(Extracted records)
▬▬▬
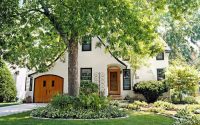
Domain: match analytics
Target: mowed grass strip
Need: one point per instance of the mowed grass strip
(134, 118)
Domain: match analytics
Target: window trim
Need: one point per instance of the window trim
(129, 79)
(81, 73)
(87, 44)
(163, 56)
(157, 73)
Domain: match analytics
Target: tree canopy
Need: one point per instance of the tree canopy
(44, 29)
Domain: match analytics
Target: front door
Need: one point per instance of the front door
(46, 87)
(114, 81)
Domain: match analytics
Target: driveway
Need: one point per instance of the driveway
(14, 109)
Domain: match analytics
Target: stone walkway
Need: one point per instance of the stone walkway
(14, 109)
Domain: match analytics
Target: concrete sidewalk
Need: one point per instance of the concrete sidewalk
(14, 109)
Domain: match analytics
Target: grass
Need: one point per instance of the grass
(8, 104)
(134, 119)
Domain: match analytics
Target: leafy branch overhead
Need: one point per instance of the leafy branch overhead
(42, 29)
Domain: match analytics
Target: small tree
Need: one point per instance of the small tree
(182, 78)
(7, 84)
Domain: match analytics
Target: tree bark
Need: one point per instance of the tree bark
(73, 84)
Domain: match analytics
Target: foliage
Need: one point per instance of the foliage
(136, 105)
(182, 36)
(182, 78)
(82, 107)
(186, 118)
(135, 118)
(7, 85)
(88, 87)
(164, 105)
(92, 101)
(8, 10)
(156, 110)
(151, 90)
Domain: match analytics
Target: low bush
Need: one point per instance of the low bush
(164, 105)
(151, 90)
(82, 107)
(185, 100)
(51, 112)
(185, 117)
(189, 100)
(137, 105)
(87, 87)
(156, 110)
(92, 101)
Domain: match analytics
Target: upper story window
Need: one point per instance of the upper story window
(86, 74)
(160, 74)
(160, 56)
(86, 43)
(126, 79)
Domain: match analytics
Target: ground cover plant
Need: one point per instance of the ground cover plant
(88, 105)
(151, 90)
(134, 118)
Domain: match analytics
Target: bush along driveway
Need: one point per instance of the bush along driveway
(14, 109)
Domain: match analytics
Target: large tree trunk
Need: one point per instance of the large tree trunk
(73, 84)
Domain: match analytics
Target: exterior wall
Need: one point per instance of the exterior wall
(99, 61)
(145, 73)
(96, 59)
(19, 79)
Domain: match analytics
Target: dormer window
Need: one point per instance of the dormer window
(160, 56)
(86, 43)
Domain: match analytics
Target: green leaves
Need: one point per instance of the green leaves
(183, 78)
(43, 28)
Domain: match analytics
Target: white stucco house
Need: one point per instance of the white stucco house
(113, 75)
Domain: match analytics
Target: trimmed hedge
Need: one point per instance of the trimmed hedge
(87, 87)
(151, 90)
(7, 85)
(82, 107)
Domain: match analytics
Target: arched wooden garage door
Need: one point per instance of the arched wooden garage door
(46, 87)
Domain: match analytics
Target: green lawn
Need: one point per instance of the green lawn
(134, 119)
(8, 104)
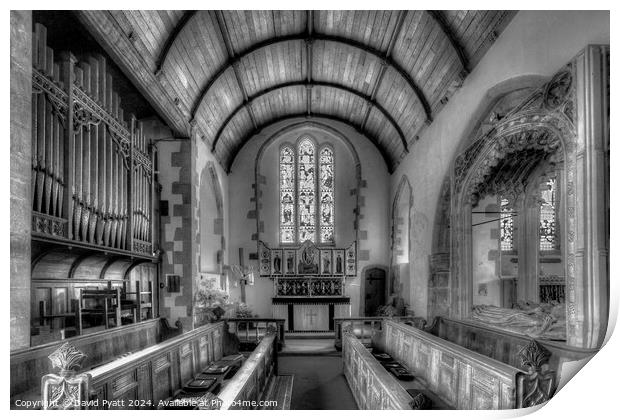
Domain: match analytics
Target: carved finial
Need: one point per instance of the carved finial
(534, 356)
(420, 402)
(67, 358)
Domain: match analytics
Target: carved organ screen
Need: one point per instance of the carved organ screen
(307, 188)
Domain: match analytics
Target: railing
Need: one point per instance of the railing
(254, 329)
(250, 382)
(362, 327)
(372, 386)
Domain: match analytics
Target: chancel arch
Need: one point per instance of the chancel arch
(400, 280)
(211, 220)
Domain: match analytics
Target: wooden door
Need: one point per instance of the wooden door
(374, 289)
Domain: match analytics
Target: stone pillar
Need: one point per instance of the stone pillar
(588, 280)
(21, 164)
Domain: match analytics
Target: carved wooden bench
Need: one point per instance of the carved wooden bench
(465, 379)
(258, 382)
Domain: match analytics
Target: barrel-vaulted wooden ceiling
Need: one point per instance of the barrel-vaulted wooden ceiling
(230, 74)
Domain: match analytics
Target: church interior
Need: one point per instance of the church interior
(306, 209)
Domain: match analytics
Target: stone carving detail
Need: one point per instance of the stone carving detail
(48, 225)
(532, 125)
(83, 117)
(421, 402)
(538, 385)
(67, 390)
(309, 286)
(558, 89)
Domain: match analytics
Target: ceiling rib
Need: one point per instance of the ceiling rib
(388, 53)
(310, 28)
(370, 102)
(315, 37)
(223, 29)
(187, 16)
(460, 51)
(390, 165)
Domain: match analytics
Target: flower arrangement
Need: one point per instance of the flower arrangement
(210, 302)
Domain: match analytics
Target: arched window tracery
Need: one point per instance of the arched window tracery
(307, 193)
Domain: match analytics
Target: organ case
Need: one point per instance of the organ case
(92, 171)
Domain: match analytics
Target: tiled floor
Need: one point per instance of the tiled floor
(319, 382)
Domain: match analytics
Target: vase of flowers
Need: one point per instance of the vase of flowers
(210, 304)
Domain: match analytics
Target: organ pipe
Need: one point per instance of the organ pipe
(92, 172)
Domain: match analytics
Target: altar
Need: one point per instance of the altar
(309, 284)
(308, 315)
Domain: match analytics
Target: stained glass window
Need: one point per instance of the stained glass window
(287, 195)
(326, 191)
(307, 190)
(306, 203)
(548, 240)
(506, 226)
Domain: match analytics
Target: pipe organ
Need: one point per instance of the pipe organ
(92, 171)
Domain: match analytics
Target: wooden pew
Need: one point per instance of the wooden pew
▬▬▬
Required action:
Whatever pictures the entries contain, omit them, and write the rest out exactly.

Answer to this exercise:
Domain: match analytics
Target: mowed grass strip
Need: one point per instance of the mowed grass strip
(134, 118)
Domain: match analytics
Target: window trim
Need: one point per instance of the window trim
(129, 79)
(81, 73)
(87, 44)
(163, 56)
(157, 73)
Domain: match analytics
Target: tree canopy
Need: one point per instance of the tree canopy
(44, 29)
Domain: match analytics
Target: front door
Need: one point per instance of the front door
(46, 87)
(114, 81)
Domain: match analytics
Target: driveway
Need: one point per instance of the driveway
(14, 109)
Domain: match analytics
Target: stone walkway
Need: one point per instance of the stone walkway
(14, 109)
Domain: match analytics
Target: concrete sidewalk
Need: one point per instance of the concrete sidewalk
(14, 109)
Domain: match analytics
Target: grass
Need: one point per instance of the grass
(8, 104)
(134, 119)
Domain: match analytics
Target: leafy branch overhead
Need: one point per instance of the leafy branch overhead
(42, 29)
Domain: match analytics
Target: small tree
Need: one point per instance of the small tree
(182, 78)
(7, 84)
Domain: match analytics
Target: tree bark
Need: one point per instance of the tree bark
(73, 84)
Domain: match analytics
Target: foliage
Need: one point per instance of the foliage
(136, 105)
(182, 36)
(182, 78)
(82, 107)
(186, 118)
(135, 118)
(7, 85)
(88, 87)
(164, 105)
(92, 101)
(8, 10)
(156, 110)
(151, 90)
Domain: match analytics
Target: low bush
Need: one point per instance of the low bush
(164, 105)
(151, 90)
(82, 107)
(185, 100)
(51, 112)
(185, 117)
(189, 100)
(137, 105)
(87, 87)
(156, 110)
(92, 101)
Domain: match analytics
Target: upper story window
Need: one point per instance of the upper story window
(86, 74)
(160, 74)
(160, 56)
(86, 43)
(126, 79)
Domain: match analytics
Target: ground cover plant
Need: one point per instance of the ground cover plant
(88, 105)
(151, 90)
(134, 118)
Domain: match analytics
Target: bush along driveway
Need: one point per instance of the bush along driveway
(14, 109)
Domain: match analytics
Target: large tree trunk
Need: one point per instance of the large tree trunk
(73, 84)
Domain: match analytics
Target: exterior wall
Need: one point per instance of the exterior wall
(99, 61)
(145, 73)
(96, 59)
(19, 79)
Domain: match analytics
Target: dormer window
Need: one point per instance of the dormer window
(160, 56)
(86, 43)
Domain: match analytics
Target: green leaves
Need: one point per instance of the green leaves
(183, 78)
(43, 28)
Domain: match analytics
Target: white stucco house
Need: one point per instance of the white stucco house
(113, 75)
Domain: match analytics
Target: trimmed hedge
Need: one point per instance of the trimmed hedge
(87, 87)
(151, 90)
(7, 85)
(82, 107)
Domain: match analytics
Target: arched wooden garage door
Need: one point per instance of the arched wooden garage door
(46, 87)
Domain: match analytics
Target: green lawn
Need: one point per instance of the green lawn
(134, 119)
(8, 104)
Domain: match analytics
Target: carved finial
Need: one point per instance of the carved finial
(534, 356)
(420, 402)
(67, 358)
Domain: match analytics
Target: carved organ screen
Need: one point per instance of the carved organ screen
(307, 188)
Domain: match analytics
Target: railing
Need: one point per instance of the railing
(254, 329)
(250, 382)
(362, 327)
(372, 386)
Domain: match analytics
Target: chancel arch
Need: one point per instance of the chancel arch
(400, 280)
(211, 220)
Domain: match analytics
Target: wooden door
Need: one point per instance of the wooden door
(374, 289)
Domain: match analytics
Target: stone pillar
Need: one point per instance of the stone pillar
(588, 280)
(21, 164)
Domain: match analytics
Target: carved wooden bench
Need: one point per instance of the carved wooden bench
(465, 379)
(258, 382)
Domain: match analytics
Target: barrel-vaulted wooden ceiling
Need: one point per instance of the barrel-vaulted wooden ceiling
(230, 74)
Domain: match analytics
Target: church interior
Need: one point per instance of the church interior
(306, 209)
Domain: match analytics
Target: stone carving detail
Need: one point per instance of the stone carving detail
(48, 225)
(532, 125)
(83, 117)
(421, 402)
(538, 385)
(67, 390)
(309, 286)
(558, 89)
Domain: match analytics
Target: ceiling rib
Need: one point per instance of the ceiling rib
(388, 53)
(310, 28)
(370, 102)
(315, 37)
(223, 29)
(187, 16)
(460, 51)
(390, 165)
Domain: match analytics
Target: flower arrangement
Need: one point per instance of the flower arrangement
(210, 302)
Domain: match analytics
Target: arched window tracery
Need: one point per instance of the arched window tracery
(307, 193)
Domain: match analytics
Target: organ case
Need: one point per instance of the organ case
(92, 171)
Domain: match analytics
Target: tiled floor
Need: one point per instance of the tiled floor
(319, 382)
Domain: match analytics
Target: vase of flowers
Need: one point per instance of the vase of flowers
(210, 304)
Domain: match analytics
Target: organ pipe
Need: one point per instance of the organ pipe
(92, 172)
Domain: match analytics
Target: altar
Need: one point per instance of the altar
(309, 284)
(308, 315)
Domain: match analytics
Target: stained glass window
Need: one point per instance of the stained glass window
(287, 195)
(326, 191)
(307, 190)
(306, 203)
(548, 240)
(506, 226)
Domain: match analytics
Target: pipe organ
Need: one point per instance of the pipe organ
(92, 171)
Domain: match analytics
Target: wooden pew
Need: one point per instance of the wooden pew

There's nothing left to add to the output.